Input data
[START]

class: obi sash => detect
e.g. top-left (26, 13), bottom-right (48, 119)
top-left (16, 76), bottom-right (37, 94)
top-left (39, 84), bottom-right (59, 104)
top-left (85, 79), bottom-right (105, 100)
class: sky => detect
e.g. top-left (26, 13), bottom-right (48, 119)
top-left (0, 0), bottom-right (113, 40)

[END]
[START]

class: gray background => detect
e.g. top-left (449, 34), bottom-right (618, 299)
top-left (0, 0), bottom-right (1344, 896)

[END]
[START]

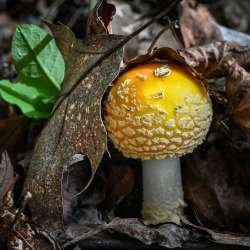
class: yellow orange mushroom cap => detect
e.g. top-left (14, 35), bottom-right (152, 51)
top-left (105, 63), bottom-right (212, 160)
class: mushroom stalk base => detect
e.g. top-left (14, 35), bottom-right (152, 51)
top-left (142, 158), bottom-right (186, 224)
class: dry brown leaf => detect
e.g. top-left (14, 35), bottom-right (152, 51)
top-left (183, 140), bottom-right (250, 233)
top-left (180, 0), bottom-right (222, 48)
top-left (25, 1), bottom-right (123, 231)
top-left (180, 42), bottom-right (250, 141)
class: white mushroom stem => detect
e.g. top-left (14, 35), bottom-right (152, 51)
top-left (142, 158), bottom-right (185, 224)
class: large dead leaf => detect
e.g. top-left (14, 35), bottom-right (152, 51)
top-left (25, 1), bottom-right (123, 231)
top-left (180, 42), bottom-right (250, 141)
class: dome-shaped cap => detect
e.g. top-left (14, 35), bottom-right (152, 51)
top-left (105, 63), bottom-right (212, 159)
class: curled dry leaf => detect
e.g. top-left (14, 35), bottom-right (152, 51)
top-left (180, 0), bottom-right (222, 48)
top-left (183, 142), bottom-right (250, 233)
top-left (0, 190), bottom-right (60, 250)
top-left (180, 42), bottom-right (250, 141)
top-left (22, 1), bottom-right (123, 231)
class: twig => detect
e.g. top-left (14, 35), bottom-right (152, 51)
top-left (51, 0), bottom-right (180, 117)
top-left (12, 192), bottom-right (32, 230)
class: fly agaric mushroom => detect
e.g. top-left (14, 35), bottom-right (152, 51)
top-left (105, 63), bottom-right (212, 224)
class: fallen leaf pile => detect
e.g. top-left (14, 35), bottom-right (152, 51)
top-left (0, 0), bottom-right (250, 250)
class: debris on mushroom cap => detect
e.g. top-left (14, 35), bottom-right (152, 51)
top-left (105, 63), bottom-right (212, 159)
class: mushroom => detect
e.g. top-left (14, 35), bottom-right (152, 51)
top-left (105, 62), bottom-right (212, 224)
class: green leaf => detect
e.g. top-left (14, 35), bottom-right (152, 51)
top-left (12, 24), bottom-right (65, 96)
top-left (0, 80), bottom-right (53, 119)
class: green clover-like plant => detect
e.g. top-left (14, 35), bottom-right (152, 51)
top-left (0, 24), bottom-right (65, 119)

[END]

Written task
Reproduce only the stretch of the listing from the line containing "class: obi sash => detect" through the line containing "top-left (0, 0), bottom-right (113, 40)", with "sky" replaced by "cloud" and nothing else changed.

Task answer
class: obi sash => detect
e.g. top-left (26, 13), bottom-right (48, 119)
top-left (16, 76), bottom-right (37, 94)
top-left (39, 84), bottom-right (59, 104)
top-left (85, 79), bottom-right (105, 100)
class: cloud => detect
e.g. top-left (26, 13), bottom-right (48, 119)
top-left (0, 0), bottom-right (113, 40)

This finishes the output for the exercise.